##### Page text #####

Light was integrated into various gameplay mechanics. For example, the doll-AI uses a spotlight to scan rooms in search of the player. In a later level, light becomes a key puzzle element, used to color objects in order to solve a puzzle built around “additive color mixing”. Additionally, we pushed the render engine to its limits and filled all our rooms with volumetric light-sources.

Challenges

One of the biggest challenges we faced were performance-issues. Due to the amount of light sources inside our scenes and the high quality of our assets, earlier versions of the game had a horrible performance. After fine tuning, downscaling and reducing some light-settings to “baked” we significantly enhanced the performance.

Meet the Team

We are a team of seven highly motivated IMI-students. Our backgrounds are as diverse as our personalities and passions: While some of us are very fond of art, others are purely interested in the technical side. But what unites us is our shared passion for game development and interactive storytelling.

Our Team members include:

Farel

“Can anyone remind me again to fix the texture error Winston told me to fix 15 commits ago?”

Jessica

“The rig behaves normally… until midnight.”

Kartik

“Designed the levels, so you regret every step.”

Linh

“I love it when the most irrelevant asset just casually has over 2 million vertecies.”

Max

“These bugs keep appearing and I am starting to run out of bug spray…”

Malte

“Every time I fix the mesh, three new problems spawn. It’s like hydra, but for edge loops.”

Winston

“Hi, I’m Winston. They call me the ‘Triangle Police’.”

##### Record set #####

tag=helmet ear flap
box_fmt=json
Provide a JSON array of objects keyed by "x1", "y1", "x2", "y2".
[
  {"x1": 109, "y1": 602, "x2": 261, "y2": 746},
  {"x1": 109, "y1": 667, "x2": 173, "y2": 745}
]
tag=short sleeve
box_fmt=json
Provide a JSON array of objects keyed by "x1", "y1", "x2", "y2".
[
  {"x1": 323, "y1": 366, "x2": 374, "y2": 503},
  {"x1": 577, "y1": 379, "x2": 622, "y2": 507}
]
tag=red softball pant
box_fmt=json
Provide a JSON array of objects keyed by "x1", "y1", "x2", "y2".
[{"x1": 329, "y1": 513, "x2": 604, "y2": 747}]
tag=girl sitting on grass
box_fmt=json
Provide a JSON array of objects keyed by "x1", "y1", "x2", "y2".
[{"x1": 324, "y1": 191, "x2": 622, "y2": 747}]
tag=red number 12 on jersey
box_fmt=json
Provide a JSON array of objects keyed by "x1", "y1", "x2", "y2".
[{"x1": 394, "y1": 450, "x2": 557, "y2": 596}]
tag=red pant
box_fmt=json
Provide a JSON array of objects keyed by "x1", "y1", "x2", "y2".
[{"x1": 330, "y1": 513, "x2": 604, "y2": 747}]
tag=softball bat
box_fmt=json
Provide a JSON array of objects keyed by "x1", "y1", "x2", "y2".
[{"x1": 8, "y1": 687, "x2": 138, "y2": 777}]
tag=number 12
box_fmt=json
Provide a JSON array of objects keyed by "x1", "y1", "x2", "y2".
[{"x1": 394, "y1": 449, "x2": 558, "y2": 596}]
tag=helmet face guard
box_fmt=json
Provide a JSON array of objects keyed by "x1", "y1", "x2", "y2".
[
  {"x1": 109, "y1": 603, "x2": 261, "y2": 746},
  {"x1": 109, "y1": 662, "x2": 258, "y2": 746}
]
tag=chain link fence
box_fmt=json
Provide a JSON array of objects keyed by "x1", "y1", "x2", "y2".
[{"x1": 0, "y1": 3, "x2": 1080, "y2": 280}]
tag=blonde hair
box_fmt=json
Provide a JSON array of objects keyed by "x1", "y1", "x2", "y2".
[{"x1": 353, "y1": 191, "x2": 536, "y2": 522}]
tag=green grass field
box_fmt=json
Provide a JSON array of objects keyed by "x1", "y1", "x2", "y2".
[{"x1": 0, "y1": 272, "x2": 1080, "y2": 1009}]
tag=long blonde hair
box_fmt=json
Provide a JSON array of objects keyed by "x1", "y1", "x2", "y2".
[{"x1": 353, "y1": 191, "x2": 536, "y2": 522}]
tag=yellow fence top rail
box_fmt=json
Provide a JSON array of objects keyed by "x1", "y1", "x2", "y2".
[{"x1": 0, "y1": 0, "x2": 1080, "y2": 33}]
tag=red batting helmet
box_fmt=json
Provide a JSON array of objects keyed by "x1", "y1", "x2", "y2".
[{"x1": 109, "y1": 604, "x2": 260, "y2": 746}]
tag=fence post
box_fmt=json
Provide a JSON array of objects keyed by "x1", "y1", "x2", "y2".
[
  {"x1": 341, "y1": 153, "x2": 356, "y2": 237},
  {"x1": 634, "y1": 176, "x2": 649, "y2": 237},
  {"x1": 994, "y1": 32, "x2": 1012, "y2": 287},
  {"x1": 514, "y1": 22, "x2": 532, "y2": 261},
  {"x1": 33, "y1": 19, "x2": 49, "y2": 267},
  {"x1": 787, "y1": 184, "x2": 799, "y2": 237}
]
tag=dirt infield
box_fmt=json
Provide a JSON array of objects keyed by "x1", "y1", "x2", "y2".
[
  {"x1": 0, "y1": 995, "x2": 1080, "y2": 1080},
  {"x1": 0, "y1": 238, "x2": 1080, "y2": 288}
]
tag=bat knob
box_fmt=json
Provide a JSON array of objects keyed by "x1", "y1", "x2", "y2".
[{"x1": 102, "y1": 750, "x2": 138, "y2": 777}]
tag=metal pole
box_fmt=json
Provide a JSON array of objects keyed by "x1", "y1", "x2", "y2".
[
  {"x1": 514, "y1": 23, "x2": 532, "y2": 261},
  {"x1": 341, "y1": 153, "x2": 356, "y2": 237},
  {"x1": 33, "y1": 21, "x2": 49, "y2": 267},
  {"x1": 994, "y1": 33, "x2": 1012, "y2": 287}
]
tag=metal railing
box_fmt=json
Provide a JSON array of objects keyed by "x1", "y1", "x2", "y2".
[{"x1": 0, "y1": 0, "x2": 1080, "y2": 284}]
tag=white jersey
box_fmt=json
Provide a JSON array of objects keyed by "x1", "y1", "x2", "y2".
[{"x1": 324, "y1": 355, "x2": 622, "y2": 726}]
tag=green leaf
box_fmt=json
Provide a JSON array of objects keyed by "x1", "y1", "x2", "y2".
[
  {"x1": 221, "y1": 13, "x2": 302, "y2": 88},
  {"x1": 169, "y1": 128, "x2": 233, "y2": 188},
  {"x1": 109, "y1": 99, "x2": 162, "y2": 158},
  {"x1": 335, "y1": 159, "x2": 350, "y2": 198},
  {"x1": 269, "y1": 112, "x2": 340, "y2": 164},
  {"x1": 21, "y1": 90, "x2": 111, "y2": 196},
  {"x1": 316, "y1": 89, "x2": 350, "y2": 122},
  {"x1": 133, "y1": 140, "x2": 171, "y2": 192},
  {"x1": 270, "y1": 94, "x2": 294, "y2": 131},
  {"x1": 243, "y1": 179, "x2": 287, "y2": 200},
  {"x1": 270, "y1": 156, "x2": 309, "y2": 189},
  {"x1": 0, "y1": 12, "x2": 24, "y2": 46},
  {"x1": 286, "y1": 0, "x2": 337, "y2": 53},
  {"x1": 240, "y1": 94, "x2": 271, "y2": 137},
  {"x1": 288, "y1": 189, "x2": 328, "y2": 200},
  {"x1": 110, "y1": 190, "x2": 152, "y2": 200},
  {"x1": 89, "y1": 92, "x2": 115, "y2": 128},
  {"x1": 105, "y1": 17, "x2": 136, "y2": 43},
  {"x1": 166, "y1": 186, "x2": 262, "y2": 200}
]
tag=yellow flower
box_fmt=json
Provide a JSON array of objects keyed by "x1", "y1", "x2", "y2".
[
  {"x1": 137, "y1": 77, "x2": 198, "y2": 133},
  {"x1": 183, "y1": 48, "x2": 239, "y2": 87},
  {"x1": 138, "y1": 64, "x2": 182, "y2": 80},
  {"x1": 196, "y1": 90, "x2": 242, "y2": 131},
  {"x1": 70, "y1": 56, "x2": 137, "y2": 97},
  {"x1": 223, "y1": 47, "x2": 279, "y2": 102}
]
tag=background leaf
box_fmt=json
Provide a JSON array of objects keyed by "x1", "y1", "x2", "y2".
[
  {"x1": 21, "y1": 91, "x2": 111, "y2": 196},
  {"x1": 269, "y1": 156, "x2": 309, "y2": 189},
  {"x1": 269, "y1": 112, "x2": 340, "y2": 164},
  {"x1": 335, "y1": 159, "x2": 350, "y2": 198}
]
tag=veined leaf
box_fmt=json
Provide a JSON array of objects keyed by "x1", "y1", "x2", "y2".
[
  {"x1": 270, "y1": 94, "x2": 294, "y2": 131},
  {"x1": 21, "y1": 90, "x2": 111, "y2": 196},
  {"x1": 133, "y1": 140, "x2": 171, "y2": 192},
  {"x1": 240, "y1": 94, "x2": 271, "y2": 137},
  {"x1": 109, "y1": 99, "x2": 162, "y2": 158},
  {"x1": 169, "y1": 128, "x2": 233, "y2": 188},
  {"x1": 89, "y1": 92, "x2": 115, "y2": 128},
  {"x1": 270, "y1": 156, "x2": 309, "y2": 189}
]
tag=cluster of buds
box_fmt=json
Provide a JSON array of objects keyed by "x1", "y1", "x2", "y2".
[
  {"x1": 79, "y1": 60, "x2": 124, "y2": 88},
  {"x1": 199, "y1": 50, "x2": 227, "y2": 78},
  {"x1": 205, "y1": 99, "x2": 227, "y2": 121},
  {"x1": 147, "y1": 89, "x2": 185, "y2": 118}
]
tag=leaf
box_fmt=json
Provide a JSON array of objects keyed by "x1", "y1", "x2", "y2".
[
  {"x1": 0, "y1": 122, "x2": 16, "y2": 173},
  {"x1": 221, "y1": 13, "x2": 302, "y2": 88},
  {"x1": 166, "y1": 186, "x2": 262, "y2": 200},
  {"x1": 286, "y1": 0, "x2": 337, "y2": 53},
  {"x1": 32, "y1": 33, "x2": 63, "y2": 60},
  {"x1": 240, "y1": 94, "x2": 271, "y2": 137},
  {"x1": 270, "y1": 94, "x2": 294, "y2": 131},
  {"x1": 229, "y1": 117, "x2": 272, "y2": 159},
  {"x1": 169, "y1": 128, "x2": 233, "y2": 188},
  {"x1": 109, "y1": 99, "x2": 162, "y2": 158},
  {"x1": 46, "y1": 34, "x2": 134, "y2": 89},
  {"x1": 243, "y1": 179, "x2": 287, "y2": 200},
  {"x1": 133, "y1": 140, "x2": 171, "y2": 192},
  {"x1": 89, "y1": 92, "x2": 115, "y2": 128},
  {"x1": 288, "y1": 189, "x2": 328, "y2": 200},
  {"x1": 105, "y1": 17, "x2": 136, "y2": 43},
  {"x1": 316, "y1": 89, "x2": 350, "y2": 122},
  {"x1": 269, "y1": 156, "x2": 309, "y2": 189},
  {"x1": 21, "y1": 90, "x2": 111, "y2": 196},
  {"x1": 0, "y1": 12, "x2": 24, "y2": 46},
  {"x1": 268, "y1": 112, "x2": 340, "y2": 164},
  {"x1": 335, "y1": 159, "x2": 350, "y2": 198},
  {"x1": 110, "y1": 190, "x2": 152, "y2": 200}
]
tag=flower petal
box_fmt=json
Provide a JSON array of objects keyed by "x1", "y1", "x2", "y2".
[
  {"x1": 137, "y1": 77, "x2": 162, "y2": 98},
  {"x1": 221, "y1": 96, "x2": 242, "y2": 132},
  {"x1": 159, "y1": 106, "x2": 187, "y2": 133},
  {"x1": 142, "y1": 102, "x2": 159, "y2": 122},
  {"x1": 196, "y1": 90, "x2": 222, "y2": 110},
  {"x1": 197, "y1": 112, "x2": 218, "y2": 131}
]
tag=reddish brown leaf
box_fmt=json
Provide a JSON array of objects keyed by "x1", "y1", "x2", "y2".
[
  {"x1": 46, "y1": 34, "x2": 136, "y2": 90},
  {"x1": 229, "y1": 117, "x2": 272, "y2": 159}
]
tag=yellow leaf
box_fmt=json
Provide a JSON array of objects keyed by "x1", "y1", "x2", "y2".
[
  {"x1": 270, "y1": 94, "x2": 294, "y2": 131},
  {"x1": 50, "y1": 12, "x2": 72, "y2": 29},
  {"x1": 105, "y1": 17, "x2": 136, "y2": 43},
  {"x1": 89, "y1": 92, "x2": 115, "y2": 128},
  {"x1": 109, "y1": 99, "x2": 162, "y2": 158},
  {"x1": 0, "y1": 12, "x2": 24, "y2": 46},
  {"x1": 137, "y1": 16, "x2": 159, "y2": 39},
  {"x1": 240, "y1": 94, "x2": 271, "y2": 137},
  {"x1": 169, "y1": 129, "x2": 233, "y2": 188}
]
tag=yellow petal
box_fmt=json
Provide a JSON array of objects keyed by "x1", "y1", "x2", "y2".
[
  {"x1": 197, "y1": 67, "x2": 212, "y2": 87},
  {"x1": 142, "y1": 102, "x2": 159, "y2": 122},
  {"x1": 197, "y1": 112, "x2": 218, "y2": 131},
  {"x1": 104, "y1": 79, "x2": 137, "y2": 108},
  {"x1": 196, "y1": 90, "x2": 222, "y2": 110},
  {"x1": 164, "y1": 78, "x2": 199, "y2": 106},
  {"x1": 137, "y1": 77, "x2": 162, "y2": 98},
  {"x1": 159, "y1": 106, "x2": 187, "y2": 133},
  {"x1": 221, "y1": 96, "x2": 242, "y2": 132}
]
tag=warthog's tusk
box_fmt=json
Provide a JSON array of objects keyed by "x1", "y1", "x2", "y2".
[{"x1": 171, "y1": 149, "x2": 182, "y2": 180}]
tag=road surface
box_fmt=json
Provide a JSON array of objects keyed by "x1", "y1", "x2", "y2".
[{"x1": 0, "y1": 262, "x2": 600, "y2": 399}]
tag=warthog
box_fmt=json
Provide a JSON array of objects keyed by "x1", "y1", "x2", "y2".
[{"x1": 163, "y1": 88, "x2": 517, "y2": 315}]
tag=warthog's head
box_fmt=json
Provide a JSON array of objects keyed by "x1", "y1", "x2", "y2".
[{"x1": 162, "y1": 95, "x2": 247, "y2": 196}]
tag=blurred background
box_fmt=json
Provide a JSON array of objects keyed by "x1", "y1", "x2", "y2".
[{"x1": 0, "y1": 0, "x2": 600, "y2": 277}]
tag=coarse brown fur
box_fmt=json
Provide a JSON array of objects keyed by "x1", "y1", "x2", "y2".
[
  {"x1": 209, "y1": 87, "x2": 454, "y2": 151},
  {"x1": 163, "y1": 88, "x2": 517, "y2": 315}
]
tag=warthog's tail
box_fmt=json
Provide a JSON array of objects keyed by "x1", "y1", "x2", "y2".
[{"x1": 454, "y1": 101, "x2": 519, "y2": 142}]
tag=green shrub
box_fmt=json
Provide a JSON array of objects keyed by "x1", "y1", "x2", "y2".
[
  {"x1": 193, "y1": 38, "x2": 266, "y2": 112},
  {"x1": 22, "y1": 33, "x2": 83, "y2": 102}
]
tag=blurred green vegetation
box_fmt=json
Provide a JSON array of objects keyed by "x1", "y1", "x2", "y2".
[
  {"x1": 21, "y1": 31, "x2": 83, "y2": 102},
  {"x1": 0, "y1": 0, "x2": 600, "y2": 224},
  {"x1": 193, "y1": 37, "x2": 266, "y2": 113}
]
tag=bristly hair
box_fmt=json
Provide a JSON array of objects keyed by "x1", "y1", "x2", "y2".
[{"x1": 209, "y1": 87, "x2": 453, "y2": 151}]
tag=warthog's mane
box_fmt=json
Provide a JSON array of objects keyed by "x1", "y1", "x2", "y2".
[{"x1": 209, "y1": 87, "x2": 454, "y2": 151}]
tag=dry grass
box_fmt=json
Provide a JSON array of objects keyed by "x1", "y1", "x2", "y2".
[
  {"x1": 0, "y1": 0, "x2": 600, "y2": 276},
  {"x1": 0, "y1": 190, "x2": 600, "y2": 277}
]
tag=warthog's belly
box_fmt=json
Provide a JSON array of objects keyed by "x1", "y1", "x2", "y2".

#####

_Brief_
Can you repeat, word for word, the part of the game team page above starting at "One of the biggest" and ending at "enhanced the performance."?

_Task response_
One of the biggest challenges we faced were performance-issues. Due to the amount of light sources inside our scenes and the high quality of our assets, earlier versions of the game had a horrible performance. After fine tuning, downscaling and reducing some light-settings to “baked” we significantly enhanced the performance.